В этом проекте очень большую роль играл сам процесс.
Да. Четыре месяца курсов пения, ok. Ну, не буду я петь, может быть, прошепчу текст. Я понимаю, что музыка там вообще не нужна, а нужна какая-то звуковая партитура, шумы. Янис – сильная личность, когда он вошёл в проект со своей музыкой, она была настолько его, настолько шипси, что она была уже не об Артурсе или обо мне, а про него. Однако способность отказаться от вещей, которые не работают, это тоже что-то прекрасное. Я верю, что тот пот, который был пролит за четырёхмесячное обучение пению, будет ощущаться и в шёпоте. Когда-то я участвовала в мастер-классе по фотографии, у меня была серия снимков про Ригу – я изучала конечные пункты рижского трамвая. Мне самой казалось, что это – совсем неплохая серия. Показала работы Алессандре Сангвинетти. Вижу, что это её совсем не трогает. Она говорит – серия-то неплохая, и если её выставишь, получишь довольно неплохую оценку от критики, но подумай о том, что, возможно, она – путь к твоей будущей работе, которая будет действительно хороша. Теперь я понимаю, что она была абсолютно права. Путь мы не можем воспринимать как неудачу. Ошибаемся и делаем снова, поднимаемся вверх и всё время боремся, но с каждым разом становимся всё лучше.
Я очень благодарна этому проекту за то, что он освободил меня от сложившегося медиадиктата. Я овладела фотографией и знаю, как с помощью этого медиа рассказывать истории, но вот этот сюжет, как оказалось, не подходил только для этого медиа. Совершенно по-любительски я начала экспериментировать с мультипликацией, видео, петь, работать вместе с другими художниками. Однако, какие бы медиа здесь ни были использованы, этот проект никогда не стал бы возможен, если бы я не была фотографом.
Почему?

* ИСХОДНЫЕ ДАННЫЕ
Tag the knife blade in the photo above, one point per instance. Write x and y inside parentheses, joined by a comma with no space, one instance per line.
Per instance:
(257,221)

* ЦЕЛЬ УПРАЖНЕНИЯ
Определите, соответствуют ли предложенному тексту утверждения: (а) курсы пения длились четыре месяца; (б) музыка Яниса была об Артурсе; (в) проект был бы возможен и без опыта в фотографии. На каждое ответьте «да» или «нет» и подтвердите ответ точной цитатой из текста. Строки здесь не понадобятся.

* РЕШЕНИЕ
(а) Да: «Четыре месяца курсов пения».
(б) Нет: «она была уже не об Артурсе или обо мне, а про него».
(в) Нет: «этот проект никогда не стал бы возможен, если бы я не была фотографом».